▶ **Records for the exercise**
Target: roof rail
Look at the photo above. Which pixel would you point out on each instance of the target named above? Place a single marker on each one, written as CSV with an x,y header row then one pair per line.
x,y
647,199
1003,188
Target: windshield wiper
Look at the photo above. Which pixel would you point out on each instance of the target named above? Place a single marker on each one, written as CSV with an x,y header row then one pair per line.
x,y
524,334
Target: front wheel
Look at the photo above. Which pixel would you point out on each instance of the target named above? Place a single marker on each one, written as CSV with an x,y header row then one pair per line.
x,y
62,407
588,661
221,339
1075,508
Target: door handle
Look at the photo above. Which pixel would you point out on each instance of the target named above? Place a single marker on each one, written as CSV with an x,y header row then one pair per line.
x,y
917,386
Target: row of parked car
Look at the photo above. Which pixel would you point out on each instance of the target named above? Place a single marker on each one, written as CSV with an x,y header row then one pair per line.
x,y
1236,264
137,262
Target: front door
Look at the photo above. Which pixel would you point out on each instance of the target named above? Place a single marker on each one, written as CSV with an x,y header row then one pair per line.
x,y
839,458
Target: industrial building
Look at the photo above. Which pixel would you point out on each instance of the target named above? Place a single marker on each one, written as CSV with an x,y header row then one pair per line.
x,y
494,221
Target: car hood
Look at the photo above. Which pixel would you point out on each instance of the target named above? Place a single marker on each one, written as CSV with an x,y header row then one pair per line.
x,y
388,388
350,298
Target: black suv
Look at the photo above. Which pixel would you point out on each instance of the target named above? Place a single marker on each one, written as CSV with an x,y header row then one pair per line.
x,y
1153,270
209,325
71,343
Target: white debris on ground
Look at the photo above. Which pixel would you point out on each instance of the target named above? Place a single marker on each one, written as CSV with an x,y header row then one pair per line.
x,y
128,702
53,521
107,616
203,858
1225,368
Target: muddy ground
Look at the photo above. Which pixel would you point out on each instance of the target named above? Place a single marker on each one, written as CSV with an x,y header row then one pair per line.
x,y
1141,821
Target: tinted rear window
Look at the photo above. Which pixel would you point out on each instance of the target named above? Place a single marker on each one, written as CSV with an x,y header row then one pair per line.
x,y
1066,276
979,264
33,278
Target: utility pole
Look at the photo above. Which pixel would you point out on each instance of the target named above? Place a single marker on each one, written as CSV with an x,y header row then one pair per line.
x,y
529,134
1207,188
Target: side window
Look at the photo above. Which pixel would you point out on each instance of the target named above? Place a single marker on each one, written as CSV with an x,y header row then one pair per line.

▶ **Objective**
Reproduce all of the lines above word for word, with no changes.

▶ **Finished task**
Target: roof rail
Look at the photo above. Which pixel would you point out on each instance of the target named above? Place a single marker on each one, written as CSV with an x,y header row then one pair per line.
x,y
647,199
1003,188
Target: windshield wiper
Look at the photo above. Which pixel would you point out on each instance of the target named above? Place a single marker on each one, written as CSV with an x,y header row then one pair per line.
x,y
524,334
Target: front wheel
Look at the photo above. Which pixel would you point out on each instance of the target named above? Place a single marker on each one, written as CSV with an x,y header row then one pair per line.
x,y
62,407
588,661
221,339
1075,508
Target: door handle
Look at the photo above. Which pixel would you point out on each instance of the target named above? Place a single marker on each one, written as CSV with an x,y header row then one pair per line.
x,y
917,386
Target: row of parked car
Look at the photo above. Which pixel would you point out on each instance of the target named above? Place a single marker on each one, written as CSV with an x,y header row then one pair per line.
x,y
1236,264
137,262
Target: front door
Look at the photo above. Which pixel would you point out on each instance of the target named above? Place a single marker on each one, written as CSV with an x,y header row then one pair per line.
x,y
839,458
Target: industrial building
Look at the photo above. Which pixel would you point out on each instance of the target named above? Place a single marker on each one, written as CSV with an x,y header row then one pair per line.
x,y
494,221
Target: car hood
Look at the photo above. Which pixel would you point out on each instance of the target named above? Place a single marker on each one, written as CSV with an x,y header row then one pair per line.
x,y
388,388
350,298
Target: black suv
Look at the photo above. Which pixel would you point out on each instance of the target named above? Place a single marker on each one, written as CSV with an x,y header row then one pair per line.
x,y
1153,270
209,325
71,343
Target: white debris on ground
Look at the photo above. Which pixel would you point out on each instance of the target named above? Place a single marker on each one, written as CSV with an x,y header row then one pair per line.
x,y
128,702
53,521
107,616
203,858
1225,368
Target: muddy ground
Look at the photo above. Which pixel would you point out on each instance of the target named above? Place a single marker on each one, written as CSV with an x,y header row then one pair per line.
x,y
1141,821
Target: tinted rear window
Look at the photo above. Which pixel would you point out on each instance of the target named above? Place a single marker on each one, written as CSV with an x,y header row then one pair per line.
x,y
1066,276
979,264
33,278
Target: utility pole
Look at the photo above. Which pixel would you point out on each instance of the target named above? Place a single marker on each one, written as CSV with an x,y header row then one pair per line.
x,y
529,134
1207,188
Target: side window
Look at the photo above. Which pixel would you point out on each instance of the target named above? Place a single marker on each one, written as CSV with an x,y header row then one pair per line.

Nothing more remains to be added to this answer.